_Reading text_.

============================================================

Paraffin vs. Soy vs. Beeswax: Which Wax Is Best For Your Candles?
Our sense of smell is arguably the most underrated and under-appreciated of our senses. A simple whiff of a pleasant, comforting scent, however, can quickly put us into a better mood and mindset. It’s no wonder that more and more people are drawn to candles. They’re easily accessible and come in all sorts of variants for any lifestyle and budget.
With so many options available, which one is the best for you? Here, we break down the three most common candle wax materials, paraffin, soy, and beeswax, and show you which choice is the smartest one.
Paraffin is probably the most common material for mass market candles simply for its price. Only recently there has been a lot of research done uncovering that with its low price comes a lot of downsides to your health and environment.
Paraffin comes from the sludge the bottom of crude oil barrels. While it inherently contains a lot of toxins, it's further bleached to get its initial white color and treated with chemicals like benzene and toluene, which are known carcinogens. Paraffin candles are further treated with artificial colors and fragrances. As the final byproduct of petroleum, paraffin is a non-renewable resource that releases pollutants into the area. Paraffin candles are known to contain seven documented toxins, two of which are tagged as carcinogenic. While it is cheap to acquire, paraffin candles can be difficult to clean when melted and can stain black soot on ceilings, walls, drapery, and furniture. These cosmetic and health issues should be reason enough to hold on to your hard-earned cash and find a candle option that isn’t slowly poisoning your home.
Soy wax candles come from hydrogenated soybean oil, the same source as tofu. Which in theory makes it a more sustainable resource great for those wanting to live the vegan/vegetarian lifestyle. However, the major concern is that soy wax doesn’t stand on its own. Most soy candles still contain paraffin, even candles tagged as 100% soy wax still need to be treated with a small amount of paraffin. Another issue is that at present, 90% of soy is genetically modified, and even 100% soybean oil blends are mixed with vegetable oils like coconut or other waxes. While there are candles that to advertise themselves as paraffin/soy blends those who would prefer truly all-natural options should stay wary. While soy is definitely a better option than paraffin it still has a lot of downsides.

============================================================

_Data provided_.
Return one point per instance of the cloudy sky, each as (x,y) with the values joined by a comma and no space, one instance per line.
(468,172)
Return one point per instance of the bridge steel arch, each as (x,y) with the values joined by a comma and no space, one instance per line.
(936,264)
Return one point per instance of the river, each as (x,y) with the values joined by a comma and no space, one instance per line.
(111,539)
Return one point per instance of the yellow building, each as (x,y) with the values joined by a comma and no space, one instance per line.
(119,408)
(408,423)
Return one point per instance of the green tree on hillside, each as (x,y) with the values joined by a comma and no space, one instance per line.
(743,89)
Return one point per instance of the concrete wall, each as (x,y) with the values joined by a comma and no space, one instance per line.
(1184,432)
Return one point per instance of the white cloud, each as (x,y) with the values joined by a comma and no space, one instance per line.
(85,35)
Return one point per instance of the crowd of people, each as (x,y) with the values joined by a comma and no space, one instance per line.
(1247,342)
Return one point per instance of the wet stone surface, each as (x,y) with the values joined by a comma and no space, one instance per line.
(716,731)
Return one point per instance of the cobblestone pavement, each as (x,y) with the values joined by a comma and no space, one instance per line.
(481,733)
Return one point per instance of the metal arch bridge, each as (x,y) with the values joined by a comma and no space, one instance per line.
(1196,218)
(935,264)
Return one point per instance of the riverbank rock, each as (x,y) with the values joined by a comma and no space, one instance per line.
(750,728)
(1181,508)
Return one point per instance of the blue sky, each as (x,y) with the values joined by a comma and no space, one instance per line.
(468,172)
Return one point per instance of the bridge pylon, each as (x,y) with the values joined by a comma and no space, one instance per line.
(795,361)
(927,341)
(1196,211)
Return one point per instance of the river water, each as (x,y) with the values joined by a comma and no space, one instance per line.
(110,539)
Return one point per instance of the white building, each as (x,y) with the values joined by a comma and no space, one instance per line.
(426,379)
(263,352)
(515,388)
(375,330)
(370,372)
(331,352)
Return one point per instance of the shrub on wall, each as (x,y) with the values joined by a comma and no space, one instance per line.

============================================================

_To do_.
a – Do the following statements agree with the article comparing candle waxes? Answer yes or no for each, and quote the words from the article that decide it.
(i) Paraffin candles are known to contain seven documented toxins.
(ii) Candles labeled as 100% soy wax contain no paraffin at all.
(iii) About half of soy is currently genetically modified.
b – Write the next part of the article comparing candle waxes, starting after its final sentence about soy.

_Per-task outputs_.
a –
(i) Yes: "Paraffin candles are known to contain seven documented toxins, two of which are tagged as carcinogenic."
(ii) No: "even candles tagged as 100% soy wax still need to be treated with a small amount of paraffin."
(iii) No: "at present, 90% of soy is genetically modified"

b –
Beeswax is the oldest material used for candles. Beeswax candles have even been found in the pyramids of ancient Egypt! Beeswax is an all-natural, non-toxic substance secreted by bees after they visit flowers and consume honey. Beeswax is used to make bee honeycombs, and when they are harvested, make for great candles. Beeswax creates a strong connection to the earth, harkening to the beauty and productivity of nature. No bees are harmed in the harvesting of beeswax, making it a cruelty-free, vegan/vegetarian-friendly option.
Beeswax also has the lowest toxicity for candle materials, releasing no toxic byproducts or heavy soot into the air. Instead of adding pollutants, beeswax candles neutralize them. Beeswax candles release negative ions when burned, eliminating dust, mold, and unpleasant odors. This is particularly helpful for those with allergies, asthma, and hay fever. On its own, beeswax has a lot of natural relaxation properties. Its mildly sweet honey scent complements any fragrance blended into it. It’s a dripless material by nature, meaning there will be no wastage or mess, making it easier and safer to burn. The light it produces is also the purest and brightest, the closest to natural sunlight for a candle, making it a great light source for minimal eye strain.